§ The task:
Extend the raspberry cello forum thread, picking up right after the last line shown.

# Raspberry cello



## Tom

This can be done with almost any fruit/season

To make Raspberry Cello
Fill mason jar full of Raspberry loosly
Fill jar with Ever Clear
Wait 4-6 weeks
In a 275 ml bottle add 1/2 - 2/3 full of mix (strained in a french press) and then start adding simple syrup to taste (2 part sugar to 1 part water)

__________________


----------



## WaWa

Hi Tom
excuse my ignorance but what's cello and what's Ever Clear?
Thanks


----------



## St Allie

Wawa,

lemon cello and various flavours are a type of very high proof liqueur, the recipes call for 'everclear' which is a high proof grain alcohol similar to vodka .. roughly 120 proof I believe (60% alcohol) with a neutral flavour.

Allie


----------



## WaWa

Ok, Thanks Allie!


----------



## arcticsid

*Flammable Raspberry Liqueur Not in The Cards*

I am not personally interested in making a Raspberry Flavoured Vodka. I have cooked professionally for almost 20 yrs. Even before becoming a wine making apprentice, I could figure that out. I want some "kick". But I also want it a little "thick", mouth feel if you will. I was thinking like40-60 percent, without discounting the fine spirit, and sure enough, not discounting the essence of the fruit involved, they all sound like raspberry flavoured av-gas.. I would rather add way more fruit, (in this case raspberries), than to water it down with the addition of any excess water outside of that introduced by the simple syrup. Since I first posted this request, I have looked at at least 20 different recipes and all sound like they make raspberry flavored vodka. After the addition of the simple syrup and water would these turn out a little less flammable? The additionof glycerin we will save for further along in this discussion. I want to make something nice to share with those who appreciate a nice cordial, not something to start their beards on fire. (Yeah, some of the gals here have beards and smaoke stogies) LMFAO now!!

Troy


----------



## Tom

St Allie said:


> Wawa,
> 
> lemon cello and various flavours are a type of very high proof liqueur, the recipes call for 'everclear' which is a high proof grain alcohol similar to vodka .. roughly 120 proof I believe (60% alcohol) with a neutral flavour.

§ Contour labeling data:
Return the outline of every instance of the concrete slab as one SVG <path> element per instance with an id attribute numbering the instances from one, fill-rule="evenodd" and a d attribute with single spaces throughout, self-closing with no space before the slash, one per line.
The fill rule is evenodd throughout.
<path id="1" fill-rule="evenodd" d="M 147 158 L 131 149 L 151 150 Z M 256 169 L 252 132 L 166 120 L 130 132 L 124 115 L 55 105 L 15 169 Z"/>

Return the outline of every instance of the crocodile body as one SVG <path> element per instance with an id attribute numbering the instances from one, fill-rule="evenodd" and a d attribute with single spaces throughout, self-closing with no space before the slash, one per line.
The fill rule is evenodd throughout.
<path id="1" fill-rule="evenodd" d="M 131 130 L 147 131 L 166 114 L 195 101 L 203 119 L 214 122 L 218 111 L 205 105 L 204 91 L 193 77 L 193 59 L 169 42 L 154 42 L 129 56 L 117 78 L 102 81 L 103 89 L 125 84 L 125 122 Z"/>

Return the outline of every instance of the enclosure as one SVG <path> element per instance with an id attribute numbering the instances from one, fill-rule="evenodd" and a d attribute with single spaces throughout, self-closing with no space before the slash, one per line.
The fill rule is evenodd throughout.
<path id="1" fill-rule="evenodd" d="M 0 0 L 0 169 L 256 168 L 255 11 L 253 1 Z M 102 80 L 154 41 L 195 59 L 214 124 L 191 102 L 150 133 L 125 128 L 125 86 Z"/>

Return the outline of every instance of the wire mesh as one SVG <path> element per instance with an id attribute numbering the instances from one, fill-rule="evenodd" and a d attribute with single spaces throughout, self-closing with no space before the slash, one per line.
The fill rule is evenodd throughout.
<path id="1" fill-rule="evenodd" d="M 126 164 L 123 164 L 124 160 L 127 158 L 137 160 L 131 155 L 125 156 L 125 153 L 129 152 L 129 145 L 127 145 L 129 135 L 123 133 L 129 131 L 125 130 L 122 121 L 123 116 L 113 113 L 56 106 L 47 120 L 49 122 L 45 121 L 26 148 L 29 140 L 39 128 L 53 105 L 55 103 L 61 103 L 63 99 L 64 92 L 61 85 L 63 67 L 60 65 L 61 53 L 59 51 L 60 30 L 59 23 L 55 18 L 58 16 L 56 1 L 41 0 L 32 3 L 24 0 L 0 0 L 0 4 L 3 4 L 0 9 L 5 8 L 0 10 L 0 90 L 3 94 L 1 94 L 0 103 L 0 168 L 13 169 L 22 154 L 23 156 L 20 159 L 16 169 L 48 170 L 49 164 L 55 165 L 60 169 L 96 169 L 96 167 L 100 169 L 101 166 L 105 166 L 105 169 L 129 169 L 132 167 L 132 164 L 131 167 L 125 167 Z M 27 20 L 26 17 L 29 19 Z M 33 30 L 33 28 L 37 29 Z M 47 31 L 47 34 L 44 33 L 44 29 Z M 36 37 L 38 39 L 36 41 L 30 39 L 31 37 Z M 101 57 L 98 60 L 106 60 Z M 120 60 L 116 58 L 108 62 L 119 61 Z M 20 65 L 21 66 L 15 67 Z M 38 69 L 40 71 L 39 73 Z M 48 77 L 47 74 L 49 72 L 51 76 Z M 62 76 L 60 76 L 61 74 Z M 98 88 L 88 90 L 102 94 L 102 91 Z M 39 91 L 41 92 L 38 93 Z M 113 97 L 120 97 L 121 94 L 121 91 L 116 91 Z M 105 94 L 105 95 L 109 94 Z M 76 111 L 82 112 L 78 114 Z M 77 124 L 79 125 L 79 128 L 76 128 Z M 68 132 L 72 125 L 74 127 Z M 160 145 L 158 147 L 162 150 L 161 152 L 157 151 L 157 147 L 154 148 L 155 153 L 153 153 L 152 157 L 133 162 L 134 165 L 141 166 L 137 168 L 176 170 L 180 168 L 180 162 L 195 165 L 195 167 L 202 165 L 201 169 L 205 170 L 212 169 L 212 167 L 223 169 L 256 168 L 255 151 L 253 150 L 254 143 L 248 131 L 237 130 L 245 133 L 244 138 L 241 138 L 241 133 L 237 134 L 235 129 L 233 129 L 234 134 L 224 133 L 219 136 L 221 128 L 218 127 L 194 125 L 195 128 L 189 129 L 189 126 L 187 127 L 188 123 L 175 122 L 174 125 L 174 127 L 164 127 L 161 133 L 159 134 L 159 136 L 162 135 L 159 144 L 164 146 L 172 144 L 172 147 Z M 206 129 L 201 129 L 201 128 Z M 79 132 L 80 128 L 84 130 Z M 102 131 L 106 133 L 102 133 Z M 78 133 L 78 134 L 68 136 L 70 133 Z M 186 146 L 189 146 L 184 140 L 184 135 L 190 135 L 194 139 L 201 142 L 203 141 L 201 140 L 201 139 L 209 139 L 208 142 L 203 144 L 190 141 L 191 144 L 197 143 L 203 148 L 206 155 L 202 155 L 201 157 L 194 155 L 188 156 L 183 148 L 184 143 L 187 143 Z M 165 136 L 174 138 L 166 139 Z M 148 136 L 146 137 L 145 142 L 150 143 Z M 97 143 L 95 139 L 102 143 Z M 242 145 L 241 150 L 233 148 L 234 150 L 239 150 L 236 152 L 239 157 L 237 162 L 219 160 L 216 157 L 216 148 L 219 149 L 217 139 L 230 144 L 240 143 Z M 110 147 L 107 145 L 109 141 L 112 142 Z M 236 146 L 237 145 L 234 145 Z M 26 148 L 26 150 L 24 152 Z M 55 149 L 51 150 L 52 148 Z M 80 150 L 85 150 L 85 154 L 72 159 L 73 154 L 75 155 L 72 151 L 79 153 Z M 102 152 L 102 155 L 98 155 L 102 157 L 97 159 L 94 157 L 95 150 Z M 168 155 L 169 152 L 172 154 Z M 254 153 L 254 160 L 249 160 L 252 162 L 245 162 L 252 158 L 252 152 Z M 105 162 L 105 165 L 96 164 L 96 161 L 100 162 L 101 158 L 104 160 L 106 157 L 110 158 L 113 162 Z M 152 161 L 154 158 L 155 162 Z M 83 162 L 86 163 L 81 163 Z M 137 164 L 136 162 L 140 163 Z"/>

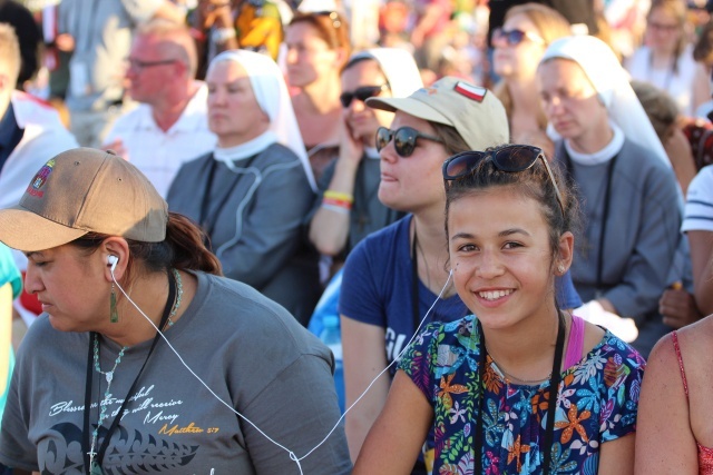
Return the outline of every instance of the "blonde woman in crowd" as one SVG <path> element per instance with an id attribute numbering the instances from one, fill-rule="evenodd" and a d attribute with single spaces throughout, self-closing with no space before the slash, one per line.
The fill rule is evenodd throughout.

§ Written answer:
> 
> Allie



Right your Allie
Except my Everclear is 190 Proof = 95% alcohol


----------



## Tom

arcticsid said:


> I am not personally interested in making a Raspberry Flavoured Vodka. I have cooked professionally for almost 20 yrs. Even before becoming a wine making apprentice, I could figure that out. I want some "kick". But I also want it a little "thick", mouth feel if you will. I was thinking like40-60 percent, without discounting the fine spirit, and sure enough, not discounting the essence of the fruit involved, they all sound like raspberry flavoured av-gas.. I would rather add way more fruit, (in this case raspberries), than to water it down with the addition of any excess water outside of that introduced by the simple syrup. Since I first posted this request, I have looked at at least 20 different recipes and all sound like they make raspberry flavored vodka. After the addition of the simple syrup and water would these turn out a little less flammable? The additionof glycerin we will save for further along in this discussion. I want to make something nice to share with those who appreciate a nice cordial, not something to start their beards on fire. (Yeah, some of the gals here have beards and smaoke stogies) LMFAO now!!
> 
> Troy


Troy,
My cellos are "thick" @ a 2-1 simple syrup you already have thickness (moouthfeel) It is served COLD which again will thicken it. Thing of Peppermint Schnaps from a freezer.
All I can say is "try it" you may or may not like it.
You will never know if you don't
"Think out of the BOX"


----------



## arcticsid

I'm trying to think "in the bottle"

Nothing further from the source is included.